┌──

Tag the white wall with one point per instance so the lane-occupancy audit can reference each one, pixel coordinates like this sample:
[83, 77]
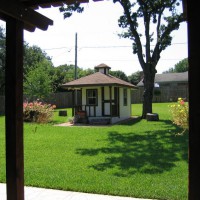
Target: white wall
[125, 111]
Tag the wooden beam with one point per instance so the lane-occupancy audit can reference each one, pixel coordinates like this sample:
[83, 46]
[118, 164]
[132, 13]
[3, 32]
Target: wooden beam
[194, 96]
[24, 14]
[50, 2]
[27, 27]
[14, 110]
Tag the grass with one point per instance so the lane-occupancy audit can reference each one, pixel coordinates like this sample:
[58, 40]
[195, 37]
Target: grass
[141, 159]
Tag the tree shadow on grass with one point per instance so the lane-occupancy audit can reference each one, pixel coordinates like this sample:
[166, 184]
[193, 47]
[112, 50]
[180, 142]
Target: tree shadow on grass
[152, 152]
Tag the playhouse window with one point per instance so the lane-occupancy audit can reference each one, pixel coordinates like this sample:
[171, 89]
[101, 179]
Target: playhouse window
[91, 97]
[125, 97]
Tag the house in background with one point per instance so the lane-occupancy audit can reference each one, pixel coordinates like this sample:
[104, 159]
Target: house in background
[168, 87]
[104, 98]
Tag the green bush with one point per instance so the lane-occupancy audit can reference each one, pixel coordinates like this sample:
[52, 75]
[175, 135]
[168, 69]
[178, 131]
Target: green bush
[180, 114]
[38, 112]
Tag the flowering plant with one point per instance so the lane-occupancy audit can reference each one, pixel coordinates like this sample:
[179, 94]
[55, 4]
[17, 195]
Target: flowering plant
[180, 114]
[38, 112]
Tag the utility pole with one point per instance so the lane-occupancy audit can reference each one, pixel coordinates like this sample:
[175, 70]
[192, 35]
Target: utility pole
[75, 75]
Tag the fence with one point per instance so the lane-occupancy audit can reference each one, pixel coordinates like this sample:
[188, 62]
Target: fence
[65, 99]
[167, 94]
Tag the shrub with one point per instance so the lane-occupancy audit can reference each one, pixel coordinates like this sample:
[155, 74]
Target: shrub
[180, 114]
[38, 112]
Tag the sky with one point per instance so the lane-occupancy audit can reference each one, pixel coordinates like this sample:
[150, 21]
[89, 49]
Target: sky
[98, 40]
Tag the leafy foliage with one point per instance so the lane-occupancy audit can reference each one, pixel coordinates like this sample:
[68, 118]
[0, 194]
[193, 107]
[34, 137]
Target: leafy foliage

└──

_How to complete this task_
Each line of the records that holds the word "foliage" should be copied out.

_The completed task_
Tag the leafy foliage with one point per instance so the lane-occupancy audit can reference each one, pixel coordinates like this sample:
Target: leafy foliage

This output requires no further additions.